**EXTRACT TO READ**.
===============
WAVEGUIDE ELEMENT AND WAVEGUIDE STACK FOR DISPLAY APPLICATIONS

Abstract

The invention relates to a waveguide display element comprising a waveguide body and an in-coupling grating (21) arranged to the waveguide body. The in-coupling grating (21) is configured to couple incoming light into the waveguide body into two separate directions (26A, 26B) using opposite diffraction orders (IC:+1, IC:−1) for splitting the field of view of the incoming light. Further the in-coupling grating (21) is configured, typically by setting its period suitably short, such that said coupling takes place only at wavelengths below a threshold wavelength residing in the visible wavelength range. The invention also relates to a waveguide stack (51 A, 51 B, 51 C).

Claims

1. A waveguide display element comprising: a waveguide body, and an in-coupling grating arranged to the waveguide body, wherein: the in-coupling grating is configured to couple incoming light into the waveguide body into two separate directions using opposite diffraction orders for splitting the field of view of the incoming light, the grating is further configured such that said coupling takes place only at wavelengths below a threshold wavelength residing in the visible wavelength range, and the in-coupling grating has a period, which is short enough to prevent coupling of wavelengths above said threshold wavelength into the waveguide body.
===============
Segmentation labeling entries:
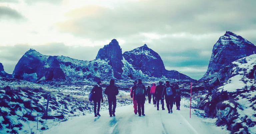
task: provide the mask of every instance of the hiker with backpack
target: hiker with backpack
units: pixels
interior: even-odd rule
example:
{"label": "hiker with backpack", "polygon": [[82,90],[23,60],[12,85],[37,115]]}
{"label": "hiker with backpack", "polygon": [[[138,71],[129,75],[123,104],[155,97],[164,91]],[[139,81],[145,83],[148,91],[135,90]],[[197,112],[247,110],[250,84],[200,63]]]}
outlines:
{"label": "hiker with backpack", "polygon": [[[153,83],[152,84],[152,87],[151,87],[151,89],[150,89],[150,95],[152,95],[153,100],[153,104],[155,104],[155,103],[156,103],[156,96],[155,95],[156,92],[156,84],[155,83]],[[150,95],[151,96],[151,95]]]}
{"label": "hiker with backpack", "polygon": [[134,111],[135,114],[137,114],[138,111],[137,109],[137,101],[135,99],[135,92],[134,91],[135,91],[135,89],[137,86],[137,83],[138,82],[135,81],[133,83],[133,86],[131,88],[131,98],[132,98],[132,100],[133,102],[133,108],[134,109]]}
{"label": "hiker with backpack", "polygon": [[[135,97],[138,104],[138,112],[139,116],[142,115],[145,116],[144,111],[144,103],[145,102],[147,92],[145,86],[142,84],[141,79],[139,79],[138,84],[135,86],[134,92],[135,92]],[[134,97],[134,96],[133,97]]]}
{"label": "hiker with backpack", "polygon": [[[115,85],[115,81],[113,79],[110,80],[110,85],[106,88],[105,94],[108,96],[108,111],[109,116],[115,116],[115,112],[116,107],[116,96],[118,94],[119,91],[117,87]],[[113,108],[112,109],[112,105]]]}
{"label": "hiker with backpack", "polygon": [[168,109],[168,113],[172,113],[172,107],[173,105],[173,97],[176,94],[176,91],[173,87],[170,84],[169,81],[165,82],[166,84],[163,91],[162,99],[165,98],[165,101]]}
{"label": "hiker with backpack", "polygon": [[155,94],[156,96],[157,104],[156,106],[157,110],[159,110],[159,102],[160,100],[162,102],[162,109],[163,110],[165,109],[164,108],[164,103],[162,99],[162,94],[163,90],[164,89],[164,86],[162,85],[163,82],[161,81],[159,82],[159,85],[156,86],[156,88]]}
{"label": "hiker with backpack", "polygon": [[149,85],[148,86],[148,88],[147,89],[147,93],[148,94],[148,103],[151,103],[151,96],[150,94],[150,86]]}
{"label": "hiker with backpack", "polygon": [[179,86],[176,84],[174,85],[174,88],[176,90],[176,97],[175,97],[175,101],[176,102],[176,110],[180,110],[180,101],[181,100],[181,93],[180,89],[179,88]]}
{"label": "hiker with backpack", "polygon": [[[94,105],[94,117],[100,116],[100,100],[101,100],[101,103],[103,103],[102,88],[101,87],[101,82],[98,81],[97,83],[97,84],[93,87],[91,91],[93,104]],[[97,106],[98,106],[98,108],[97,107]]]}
===============
**TO BE DONE**.
1 – Locate each line of the records that contains the string "every", matching case exactly, and copy those lines.
2 – Pick up the waveguide patent text after its last sentence and keep writing it.
The records are unrelated to the waveguide patent text.

**ANSWERS TO THE EXERCISES**.
1 –
task: provide the mask of every instance of the hiker with backpack

2 –
2. The element according to claim 1, wherein the threshold wavelength is in the range of 500-540 nm or 620-660 nm, such as 510-530 nm or 630-650 nm, for example 520 nm or 640 nm.

3. The element according to claim 1, wherein the waveguide body has an index of refraction higher than 1.8, such as 1.9-2.1.

4. The element according to claim 1, further comprising: two first reflective gratings or first exit pupil expander gratings on different sides of the in-coupling grating corresponding to said separate directions, at least one second exit pupil expander grating adapted to receive light from the two first reflective gratings or exit pupil expander gratings, respectively, and a single out-coupling grating adapted to receive light from the at least one second exit pupil expander grating.

5. The element according to claim 4, comprising a single second exit pupil expander grating.

6. The element according to claim 4, comprising two second exit pupil expander gratings at least partly on different sides of the out-coupling grating.

7. The element according to claim 6, wherein the second exit pupil expander gratings extend to the opposite side of the out-coupling grating, as seen from the first exit pupil expander gratings.

8. The element according to claim 6, wherein at least part of the light is adapted to travel from the first exit pupil expander gratings to the second exit pupil expander gratings via a region of the waveguide layer on which the out-coupling grating is located, and further back to the out-coupling grating.

9. The element according to claim 1, wherein the in-coupling gratings are adapted to couple light into the waveguide layers using the first positive and first negative diffraction orders, such as the first positive and negative transmission diffraction orders.

10. A waveguide stack for diffractive displays, the stack comprising: at least two waveguide layers, wherein at least one of the waveguide layers is a waveguide element according to claim 1.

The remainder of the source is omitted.